** start ENTRIES **

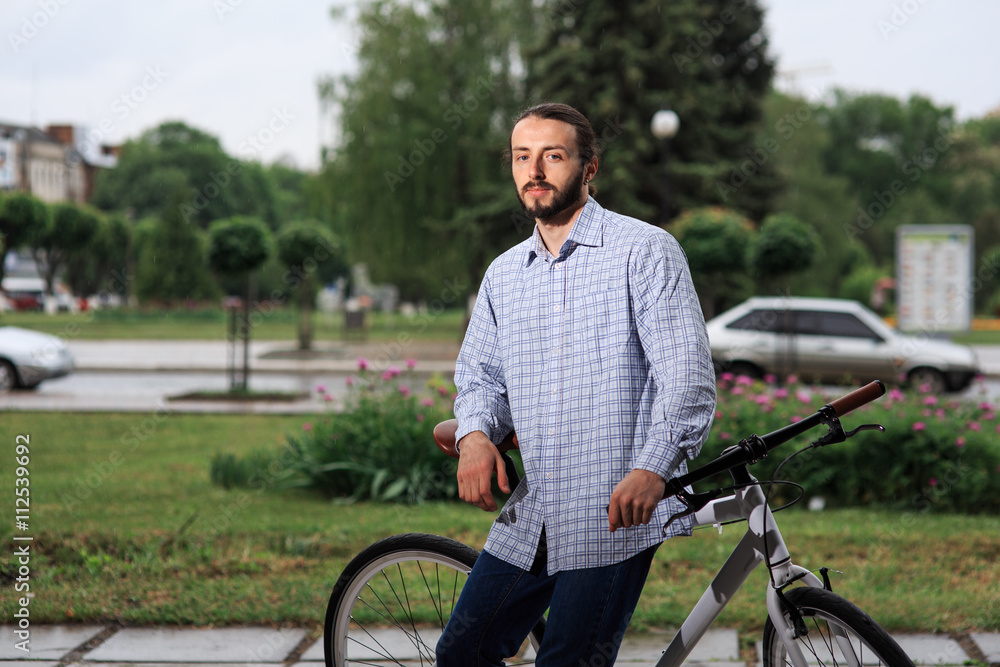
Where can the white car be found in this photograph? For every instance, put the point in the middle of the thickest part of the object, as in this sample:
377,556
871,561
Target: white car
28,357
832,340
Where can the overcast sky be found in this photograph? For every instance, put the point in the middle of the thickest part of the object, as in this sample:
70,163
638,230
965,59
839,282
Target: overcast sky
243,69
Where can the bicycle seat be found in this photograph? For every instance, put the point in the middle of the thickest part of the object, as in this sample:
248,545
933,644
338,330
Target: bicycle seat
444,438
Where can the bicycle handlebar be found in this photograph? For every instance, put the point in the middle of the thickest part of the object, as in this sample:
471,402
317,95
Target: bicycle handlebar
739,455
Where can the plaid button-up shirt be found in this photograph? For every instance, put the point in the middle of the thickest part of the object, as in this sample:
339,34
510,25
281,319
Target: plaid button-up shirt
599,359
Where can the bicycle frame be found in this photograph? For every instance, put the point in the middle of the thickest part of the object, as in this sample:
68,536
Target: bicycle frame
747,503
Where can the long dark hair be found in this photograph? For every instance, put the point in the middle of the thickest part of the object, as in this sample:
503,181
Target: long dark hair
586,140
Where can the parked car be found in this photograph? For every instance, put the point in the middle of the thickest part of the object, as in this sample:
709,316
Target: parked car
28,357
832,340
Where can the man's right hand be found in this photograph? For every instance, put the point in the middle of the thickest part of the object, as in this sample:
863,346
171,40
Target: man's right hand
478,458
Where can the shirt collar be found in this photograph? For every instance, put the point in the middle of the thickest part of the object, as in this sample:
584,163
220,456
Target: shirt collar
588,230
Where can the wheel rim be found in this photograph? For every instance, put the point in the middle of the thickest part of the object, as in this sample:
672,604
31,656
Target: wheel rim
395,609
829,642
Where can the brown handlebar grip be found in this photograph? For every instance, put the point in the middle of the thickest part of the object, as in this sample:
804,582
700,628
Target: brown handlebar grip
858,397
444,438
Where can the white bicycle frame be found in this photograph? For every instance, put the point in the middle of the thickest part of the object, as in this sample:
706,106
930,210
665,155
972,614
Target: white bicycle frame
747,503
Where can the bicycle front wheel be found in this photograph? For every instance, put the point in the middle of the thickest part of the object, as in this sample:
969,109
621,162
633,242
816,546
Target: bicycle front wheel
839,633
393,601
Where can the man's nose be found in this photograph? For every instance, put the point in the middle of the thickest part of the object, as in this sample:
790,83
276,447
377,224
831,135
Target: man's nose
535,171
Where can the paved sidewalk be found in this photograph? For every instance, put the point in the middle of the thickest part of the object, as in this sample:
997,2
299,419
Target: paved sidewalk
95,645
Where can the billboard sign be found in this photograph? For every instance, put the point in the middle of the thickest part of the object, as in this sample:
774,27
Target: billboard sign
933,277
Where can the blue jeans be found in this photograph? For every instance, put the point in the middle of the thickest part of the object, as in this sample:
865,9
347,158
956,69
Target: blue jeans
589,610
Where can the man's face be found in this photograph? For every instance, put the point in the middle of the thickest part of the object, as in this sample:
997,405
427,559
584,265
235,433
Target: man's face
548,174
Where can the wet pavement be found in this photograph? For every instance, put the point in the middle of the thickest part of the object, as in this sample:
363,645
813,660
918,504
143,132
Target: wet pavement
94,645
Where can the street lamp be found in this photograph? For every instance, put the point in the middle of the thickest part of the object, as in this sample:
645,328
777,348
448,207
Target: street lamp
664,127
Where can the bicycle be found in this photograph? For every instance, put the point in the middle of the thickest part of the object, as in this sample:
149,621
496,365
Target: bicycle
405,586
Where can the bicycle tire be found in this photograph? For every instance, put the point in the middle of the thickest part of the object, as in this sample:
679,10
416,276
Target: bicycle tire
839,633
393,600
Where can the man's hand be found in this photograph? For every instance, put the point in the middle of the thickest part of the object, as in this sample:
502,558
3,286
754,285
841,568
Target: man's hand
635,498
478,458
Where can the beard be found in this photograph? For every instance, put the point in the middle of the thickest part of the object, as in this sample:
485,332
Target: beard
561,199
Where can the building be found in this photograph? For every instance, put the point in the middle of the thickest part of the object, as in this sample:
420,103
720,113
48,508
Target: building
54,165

** end ENTRIES **

▶ **WHAT THE TASK ASKS**
Nothing in the entries above should change when they are printed again, except that the pictures are dropped.

▶ **TASK RESULT**
Where can the white car be found in this photograph? For every instance, put the point in the middle of the thickest part of the object, as in this sample:
377,556
871,561
Target: white car
28,357
832,340
Where can the overcast sky be found in this photograph? For every instance, put the point in the middle of the thickest part of the object, as in this sample:
70,163
638,230
965,59
839,282
Target: overcast sky
243,69
Where can the bicycle seat be found in this photograph? For every instance, put the point in the middle of the thickest part of the object, as in this sample:
248,545
933,644
338,330
Target: bicycle seat
444,438
Where can the bicycle handlebar be found in this photograph? For every instance, put the point in the middle of the thickest part of the object, as in this sample:
471,402
317,95
Target: bicycle handlebar
739,455
Where can the plaid button-up shirt be found in this photograph? For every instance, put the point in the middle of the thickest part of the object, as in this sample:
339,34
510,25
281,319
Target: plaid button-up shirt
599,359
Where can the bicycle frame be found in this photograph? For every instance, put the point in the middle of the thickest part of the object, as in this sample:
68,536
Target: bicycle frame
747,503
Where can the long dark hair be found in this photograph? For every instance, put the point in the middle of the thickest part of the object, as in this sample:
503,181
Target: long dark hair
586,140
Where can the parked car be found in this photograph? For every instance, put the point in the middle of the thickest part of the object, as in this sample:
709,316
Target: parked car
28,357
832,340
Where can the man's right hand be found in this photograph? For every instance, put the point in the middle of the thickest part of the object, as in this sample:
863,346
171,40
Target: man's right hand
478,458
Where can the shirt collar be found in this photograph? For every instance, put the point in the middle of the thickest part of the object, as in this sample:
584,163
220,456
Target: shirt collar
588,230
Where can the wheel rim be found in this photograph? For every instance, put the point in the middle of the thickest part of the object, as in this sample:
672,604
31,656
Target: wheel rim
395,609
829,642
Where can the brown handlebar grip be found in this photograph? For every instance, put the point in the middle of the thickest part of the object, as in this sample:
804,582
700,628
Target: brown handlebar grip
858,397
444,438
Where can the white bicycle frame be found in this photograph? For every instance, put the point in the middle of the thickest part of the object, as in this sample:
706,106
930,210
665,155
972,614
Target: white bicycle frame
747,503
Where can the bicycle front wheel be found in this photograph? For every instance, put the point in the middle of the thickest part of the object, as in this sample:
969,109
621,162
633,242
816,546
Target: bicycle front wheel
839,633
393,601
Where can the man's nose be found in this photograph? For every instance, put the point in the middle of the thickest part of the object, as in this sample:
790,83
276,447
377,224
831,135
Target: man's nose
535,171
Where can the paved sidewalk be found in this photograph? For every instance, put the point in the middle of the thickest part of the object, as in this sample:
997,2
299,419
Target: paved sidewalk
95,645
Where can the billboard sign be found in this photograph? For every instance, put the point in the middle of the thickest part of the object, as in this sample:
774,27
Target: billboard sign
933,277
Where can the blue jeans be found in this photograph? For every instance, put the point in the middle of the thickest part of the object, as in this sample:
865,9
347,158
956,69
Target: blue jeans
589,610
Where can the man's face be found in this photograph? For every instance, put the point in the middle of the thickest part of the object, as in this sample:
997,405
427,559
584,265
235,433
Target: man's face
548,174
Where can the wet pavement be found in this photograph? For every instance, put the point in the middle of the thickest part of the object, as in this sample:
363,645
813,660
918,504
143,132
Target: wet pavement
94,645
Where can the street lamp be found in this photograph? For every instance, put the point in the middle of the thickest part of the object, as in this sample:
645,328
777,348
448,207
Target: street lamp
664,127
Where can the bicycle be found in this photograph? For every instance, put the point in the middle of the thickest part of the object, as in this sample:
149,621
496,365
Target: bicycle
405,586
Where can the bicycle tire be found in this photograph? For every instance, put the point in the middle of the thickest part of the object, as in this sample:
679,10
416,276
Target: bicycle tire
839,633
393,600
Where can the man's hand be found in this photograph? For every instance, put the point in the middle of the thickest part of the object, as in this sample:
502,558
3,286
754,285
841,568
Target: man's hand
635,498
478,458
Where can the beard be found in this photograph? For every instance, put the point in the middle of the thickest part of the object, as in this sample:
485,332
Target: beard
561,199
Where can the building be found in this photograph? For every instance, put the point in the middle of the thickest part of the object, as in this sample:
420,103
720,113
48,508
Target: building
54,165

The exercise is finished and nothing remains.